▶ [Records to use]
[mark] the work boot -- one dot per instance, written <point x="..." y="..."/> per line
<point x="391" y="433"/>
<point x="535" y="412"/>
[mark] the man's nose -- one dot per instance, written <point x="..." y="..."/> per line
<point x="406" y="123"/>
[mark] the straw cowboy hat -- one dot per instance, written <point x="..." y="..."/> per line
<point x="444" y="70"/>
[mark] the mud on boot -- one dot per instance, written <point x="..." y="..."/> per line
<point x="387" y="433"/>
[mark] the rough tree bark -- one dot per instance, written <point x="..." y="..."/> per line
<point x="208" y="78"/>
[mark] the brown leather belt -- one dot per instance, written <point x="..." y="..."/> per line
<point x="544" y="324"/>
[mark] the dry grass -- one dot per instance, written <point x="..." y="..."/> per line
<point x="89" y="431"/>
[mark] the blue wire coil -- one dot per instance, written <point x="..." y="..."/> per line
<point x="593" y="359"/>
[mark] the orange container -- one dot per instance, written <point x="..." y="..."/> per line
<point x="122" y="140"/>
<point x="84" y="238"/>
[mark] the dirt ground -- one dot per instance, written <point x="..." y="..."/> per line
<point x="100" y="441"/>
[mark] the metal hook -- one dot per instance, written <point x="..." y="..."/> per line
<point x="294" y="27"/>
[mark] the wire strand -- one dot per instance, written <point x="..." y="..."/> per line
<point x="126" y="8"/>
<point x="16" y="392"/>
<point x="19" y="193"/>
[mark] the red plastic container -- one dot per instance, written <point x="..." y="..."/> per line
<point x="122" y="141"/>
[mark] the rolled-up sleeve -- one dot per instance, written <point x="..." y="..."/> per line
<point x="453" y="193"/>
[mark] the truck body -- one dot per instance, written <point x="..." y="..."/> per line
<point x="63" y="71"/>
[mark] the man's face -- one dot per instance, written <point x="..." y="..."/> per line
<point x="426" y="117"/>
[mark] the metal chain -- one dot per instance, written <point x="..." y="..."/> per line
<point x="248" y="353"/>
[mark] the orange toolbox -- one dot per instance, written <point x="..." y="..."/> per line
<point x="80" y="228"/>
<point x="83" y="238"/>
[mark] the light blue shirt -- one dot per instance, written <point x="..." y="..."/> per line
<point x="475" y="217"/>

▶ [Task goal]
Exactly as they stand, restate all the lines of the listing.

▶ [Answer below]
[mark] the work boot -- one dot per instance, written <point x="..." y="..."/> per line
<point x="391" y="433"/>
<point x="535" y="412"/>
[mark] the man's nose -- one dot per instance, written <point x="..." y="..."/> per line
<point x="406" y="123"/>
[mark] the straw cowboy hat -- one dot per instance, written <point x="..." y="..."/> per line
<point x="444" y="70"/>
[mark] the mud on boot -- one dot per instance, written <point x="..." y="..."/> per line
<point x="387" y="433"/>
[mark] the rough tree bark -- one dot per instance, written <point x="..." y="..."/> per line
<point x="208" y="78"/>
[mark] the brown leather belt -- one dot per instance, written <point x="..." y="..."/> per line
<point x="544" y="324"/>
[mark] the dry grass -- one dot per instance, written <point x="..." y="..."/> per line
<point x="89" y="431"/>
[mark] the blue wire coil -- one dot per instance, written <point x="..." y="..."/> per line
<point x="593" y="359"/>
[mark] the orange container -- one dot per instance, written <point x="..." y="..."/> per line
<point x="122" y="140"/>
<point x="84" y="238"/>
[mark] the dirt ground -- one dot per instance, written <point x="..." y="..."/> per line
<point x="100" y="441"/>
[mark] the metal hook -- one dot per instance, written <point x="..." y="..."/> per line
<point x="294" y="27"/>
[mark] the wire strand -- one dot per instance, written <point x="..." y="..."/> per line
<point x="126" y="8"/>
<point x="16" y="392"/>
<point x="19" y="193"/>
[mark] the red plastic container -- one dot per instance, written <point x="..." y="..."/> per line
<point x="122" y="141"/>
[mark] the rolled-up sleeve -- one dot per instance, written <point x="..." y="..."/> per line
<point x="453" y="193"/>
[mark] the truck body -- one dot per instance, written <point x="..." y="..."/> per line
<point x="63" y="71"/>
[mark] the man's face -- one dot per instance, written <point x="..." y="..."/> per line
<point x="426" y="117"/>
[mark] the metal chain -- one dot per instance, written <point x="..." y="..."/> per line
<point x="248" y="353"/>
[mark] the orange toolbox -- one dot per instance, written <point x="..." y="..."/> per line
<point x="80" y="228"/>
<point x="83" y="238"/>
[mark] the light blue shirt -- one dot per instance, written <point x="..." y="..."/> per line
<point x="475" y="217"/>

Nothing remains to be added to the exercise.